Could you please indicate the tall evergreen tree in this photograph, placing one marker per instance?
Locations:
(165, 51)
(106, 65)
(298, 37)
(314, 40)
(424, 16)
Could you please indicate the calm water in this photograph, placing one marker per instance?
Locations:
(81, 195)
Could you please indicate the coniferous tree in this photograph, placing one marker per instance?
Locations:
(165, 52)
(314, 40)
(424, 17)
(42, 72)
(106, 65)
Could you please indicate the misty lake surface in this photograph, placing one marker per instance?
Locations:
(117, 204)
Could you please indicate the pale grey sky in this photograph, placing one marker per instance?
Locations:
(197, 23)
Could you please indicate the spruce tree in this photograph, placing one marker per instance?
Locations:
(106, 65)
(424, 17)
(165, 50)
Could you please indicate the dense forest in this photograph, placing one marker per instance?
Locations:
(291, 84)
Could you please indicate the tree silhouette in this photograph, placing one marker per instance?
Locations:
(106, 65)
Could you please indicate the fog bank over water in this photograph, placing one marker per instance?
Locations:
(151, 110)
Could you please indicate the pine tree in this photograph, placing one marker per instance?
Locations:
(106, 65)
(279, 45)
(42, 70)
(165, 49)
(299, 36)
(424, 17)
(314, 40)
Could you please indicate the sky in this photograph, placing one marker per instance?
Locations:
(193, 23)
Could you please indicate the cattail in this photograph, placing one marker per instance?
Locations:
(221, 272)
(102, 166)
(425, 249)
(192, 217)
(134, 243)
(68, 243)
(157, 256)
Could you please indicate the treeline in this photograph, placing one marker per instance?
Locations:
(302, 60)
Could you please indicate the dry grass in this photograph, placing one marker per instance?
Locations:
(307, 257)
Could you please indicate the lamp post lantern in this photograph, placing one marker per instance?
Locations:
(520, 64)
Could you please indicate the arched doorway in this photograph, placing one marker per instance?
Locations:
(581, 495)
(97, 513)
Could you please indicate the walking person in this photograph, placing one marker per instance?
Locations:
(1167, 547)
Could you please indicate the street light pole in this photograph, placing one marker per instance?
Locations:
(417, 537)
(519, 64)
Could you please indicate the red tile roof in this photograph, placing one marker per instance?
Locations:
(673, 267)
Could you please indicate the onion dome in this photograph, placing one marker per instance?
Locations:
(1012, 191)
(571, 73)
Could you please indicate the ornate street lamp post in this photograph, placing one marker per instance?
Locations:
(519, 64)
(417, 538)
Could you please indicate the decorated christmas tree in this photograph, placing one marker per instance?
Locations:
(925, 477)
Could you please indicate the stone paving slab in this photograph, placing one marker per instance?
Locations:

────────

● Exercise prompt
What is needed is a word-for-word copy of all the material.

● Expected answer
Could you please indicate the tall evergreen tree in this photograph, placing one marker per instance?
Locations:
(165, 51)
(106, 65)
(298, 37)
(314, 40)
(424, 16)
Could you please indicate the calm water in this photograph, placing one marker per instance?
Locations:
(81, 195)
Could you please indicate the coniferous tree in this photograph, placing one marker per instance?
Locations:
(165, 52)
(314, 40)
(424, 17)
(42, 72)
(106, 65)
Could you please indicate the misty lake surface in this photograph, placing one marker per instance?
Locations:
(117, 204)
Could you please indicate the pale grey sky in this photograph, placing one marker per instance?
Locations:
(197, 23)
Could you please indicate the spruce tree in this photograph, placing one marker per instance?
Locations:
(106, 65)
(424, 17)
(165, 50)
Could you please indicate the dense forest in this photograph, placing one marker per instance?
Locations:
(291, 84)
Could you please indicate the tree silhouette in this photograph, placing one marker per instance?
Locations:
(106, 65)
Could you please indicate the fog bank over water in this photograph, placing one marker per instance?
Locations:
(151, 110)
Could you please indicate the pine tree in this photograph, placing one marker per instance?
Locations:
(106, 65)
(279, 45)
(42, 70)
(165, 49)
(299, 36)
(424, 17)
(314, 40)
Could you please indicate the sky in this photograph, placing one marker per instance?
Locations:
(193, 23)
Could you please indicate the cattail in this photograph, placing one marker per instance?
Locations:
(221, 272)
(102, 166)
(425, 249)
(192, 217)
(134, 243)
(68, 243)
(157, 256)
Could you please indicate the treeline in this photograph, placing one marker per instance?
Locations:
(302, 60)
Could you please indicate the dry grass in this photograph, placing one marker per instance?
Locations:
(307, 257)
Could you please indicate the lamp post lantern in this photograph, placing one marker per instance?
Locations:
(520, 64)
Could you please indicate the arched doorway in this photograph, placing one marker per instance?
Locations:
(581, 495)
(97, 513)
Could you please indicate the walking person in this photograph, placing one marker per instance?
Locations:
(1167, 547)
Could you please indicate the street light pole in this photograph, placing one marker per instance?
Locations:
(417, 537)
(519, 64)
Could you please indicate the red tile roof in this photograph, placing one marker per instance?
Locations:
(673, 267)
Could you please indicate the onion dome in this photograph, placing one marker per instance?
Locations:
(1012, 191)
(571, 73)
Could you please indicate the ornate street lamp post in this photograph, placing one marker per instance?
Locations:
(519, 64)
(417, 538)
Could you please indicate the decorated christmas tree in this photograph, placing one marker per instance?
Locations:
(925, 477)
Could you please indicate the stone paving slab in this photograph, placing one marker per instance?
Locations:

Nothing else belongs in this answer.